**Assigned task:** Every line from the one with "Query: man's right hand" up to and including the one with "Query: large overhead door" is to be output exactly as it appears below; pictures are not.

Records drawn from a dataset
────────────────────
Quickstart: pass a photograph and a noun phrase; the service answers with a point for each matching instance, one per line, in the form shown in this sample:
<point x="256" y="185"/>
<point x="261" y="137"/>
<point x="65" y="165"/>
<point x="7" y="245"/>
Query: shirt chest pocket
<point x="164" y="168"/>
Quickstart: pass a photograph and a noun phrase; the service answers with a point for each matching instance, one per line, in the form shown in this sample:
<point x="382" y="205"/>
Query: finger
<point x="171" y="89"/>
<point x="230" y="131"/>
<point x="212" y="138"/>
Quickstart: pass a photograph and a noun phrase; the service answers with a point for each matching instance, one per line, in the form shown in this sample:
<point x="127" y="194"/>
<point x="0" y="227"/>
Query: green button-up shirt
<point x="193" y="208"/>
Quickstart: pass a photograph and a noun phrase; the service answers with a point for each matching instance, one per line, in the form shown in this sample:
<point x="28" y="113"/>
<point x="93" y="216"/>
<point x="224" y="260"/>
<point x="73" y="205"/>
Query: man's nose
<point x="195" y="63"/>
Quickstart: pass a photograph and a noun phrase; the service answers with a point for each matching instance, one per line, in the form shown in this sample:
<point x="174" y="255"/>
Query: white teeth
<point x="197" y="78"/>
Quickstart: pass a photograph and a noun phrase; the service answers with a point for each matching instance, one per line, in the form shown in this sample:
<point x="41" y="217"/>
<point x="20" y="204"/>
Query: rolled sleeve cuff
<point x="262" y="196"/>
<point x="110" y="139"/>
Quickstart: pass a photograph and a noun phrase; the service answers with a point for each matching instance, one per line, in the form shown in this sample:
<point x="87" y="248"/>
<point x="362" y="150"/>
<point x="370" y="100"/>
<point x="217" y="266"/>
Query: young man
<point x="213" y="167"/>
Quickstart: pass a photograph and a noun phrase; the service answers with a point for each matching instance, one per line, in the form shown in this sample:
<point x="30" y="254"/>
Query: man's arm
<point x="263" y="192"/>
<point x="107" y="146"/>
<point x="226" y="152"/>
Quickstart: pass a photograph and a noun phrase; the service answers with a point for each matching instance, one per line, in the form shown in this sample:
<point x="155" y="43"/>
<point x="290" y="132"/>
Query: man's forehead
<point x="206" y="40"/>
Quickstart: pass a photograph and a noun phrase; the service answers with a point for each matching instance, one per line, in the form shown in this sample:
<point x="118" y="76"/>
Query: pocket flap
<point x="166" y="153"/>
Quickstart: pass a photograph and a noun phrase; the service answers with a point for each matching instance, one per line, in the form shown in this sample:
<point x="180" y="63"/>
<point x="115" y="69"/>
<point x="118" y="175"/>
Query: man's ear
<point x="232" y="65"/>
────────────────────
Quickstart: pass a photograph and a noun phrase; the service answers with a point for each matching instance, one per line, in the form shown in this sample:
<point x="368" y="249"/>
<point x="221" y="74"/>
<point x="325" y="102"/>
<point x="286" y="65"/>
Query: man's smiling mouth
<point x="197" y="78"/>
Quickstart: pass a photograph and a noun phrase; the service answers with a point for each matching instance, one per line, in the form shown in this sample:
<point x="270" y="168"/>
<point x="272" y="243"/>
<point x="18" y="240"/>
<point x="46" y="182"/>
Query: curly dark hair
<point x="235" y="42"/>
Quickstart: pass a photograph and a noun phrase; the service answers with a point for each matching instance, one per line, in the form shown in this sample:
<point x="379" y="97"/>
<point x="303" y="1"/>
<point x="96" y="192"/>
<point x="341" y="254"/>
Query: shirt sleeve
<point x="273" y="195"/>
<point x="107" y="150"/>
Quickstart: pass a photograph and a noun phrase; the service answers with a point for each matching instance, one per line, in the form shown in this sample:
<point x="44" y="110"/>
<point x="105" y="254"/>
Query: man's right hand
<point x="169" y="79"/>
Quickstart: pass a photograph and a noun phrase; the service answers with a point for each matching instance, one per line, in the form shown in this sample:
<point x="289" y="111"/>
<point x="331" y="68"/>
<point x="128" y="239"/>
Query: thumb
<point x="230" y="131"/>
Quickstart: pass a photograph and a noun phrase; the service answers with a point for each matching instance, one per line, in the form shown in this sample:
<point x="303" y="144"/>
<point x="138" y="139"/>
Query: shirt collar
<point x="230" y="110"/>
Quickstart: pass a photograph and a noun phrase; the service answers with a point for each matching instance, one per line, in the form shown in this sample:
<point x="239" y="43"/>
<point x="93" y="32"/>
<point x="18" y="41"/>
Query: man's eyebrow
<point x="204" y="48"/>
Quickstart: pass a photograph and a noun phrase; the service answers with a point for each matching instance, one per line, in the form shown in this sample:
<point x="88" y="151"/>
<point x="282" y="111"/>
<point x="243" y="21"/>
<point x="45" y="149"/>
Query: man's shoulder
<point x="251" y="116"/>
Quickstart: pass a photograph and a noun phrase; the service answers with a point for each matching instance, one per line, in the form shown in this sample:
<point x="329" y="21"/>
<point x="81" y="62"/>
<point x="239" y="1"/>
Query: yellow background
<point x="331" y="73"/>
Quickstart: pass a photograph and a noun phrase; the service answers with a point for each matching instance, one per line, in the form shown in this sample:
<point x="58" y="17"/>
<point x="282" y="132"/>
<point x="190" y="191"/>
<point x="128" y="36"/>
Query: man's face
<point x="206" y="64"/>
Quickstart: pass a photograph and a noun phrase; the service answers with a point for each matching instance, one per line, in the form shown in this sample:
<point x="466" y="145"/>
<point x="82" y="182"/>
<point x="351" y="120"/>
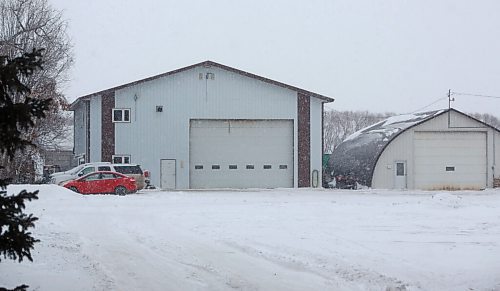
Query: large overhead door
────────────────────
**Written solution:**
Query: man's right hand
<point x="169" y="79"/>
Quickstart: pass a photograph and a noun phrase; the service answers with a point for each matching instance, one per line, in the form shown in this sample:
<point x="289" y="111"/>
<point x="331" y="68"/>
<point x="128" y="239"/>
Query: thumb
<point x="230" y="131"/>
Quickstart: pass a photograph and a noun phrase; the service answers with a point for each matching instance, one per line, in the form shown in this sample:
<point x="303" y="144"/>
<point x="138" y="139"/>
Query: shirt collar
<point x="230" y="110"/>
Quickstart: pass a photograph and a noun phrase; the service answers with a point for each matching instance, one per line, in the form shown in this sample:
<point x="239" y="43"/>
<point x="93" y="32"/>
<point x="18" y="41"/>
Query: man's eyebrow
<point x="204" y="48"/>
Quickstart: pass a photograph and a noun phrase; the service answers with a point for each matching instance, one per line, in the form shown in this sample:
<point x="88" y="151"/>
<point x="282" y="111"/>
<point x="243" y="21"/>
<point x="45" y="149"/>
Query: man's shoulder
<point x="251" y="116"/>
Quickstart: pass a photograph and a noun phrase; the service answers with a point for each matching instance, one per line, in the form shown in this sample:
<point x="329" y="21"/>
<point x="81" y="62"/>
<point x="239" y="1"/>
Query: yellow background
<point x="331" y="73"/>
Quickstart: pass a photograph and a noun phrase; the service answers with a point for each matching instance, one per line, in the form shown in this sample:
<point x="58" y="17"/>
<point x="282" y="132"/>
<point x="190" y="191"/>
<point x="128" y="36"/>
Query: man's face
<point x="206" y="64"/>
Quickstart: pass a photograph and a noun phrase; the service answers with a point for each matching instance, one per line, in the form shown in this sample:
<point x="466" y="145"/>
<point x="82" y="182"/>
<point x="351" y="120"/>
Query: large overhead door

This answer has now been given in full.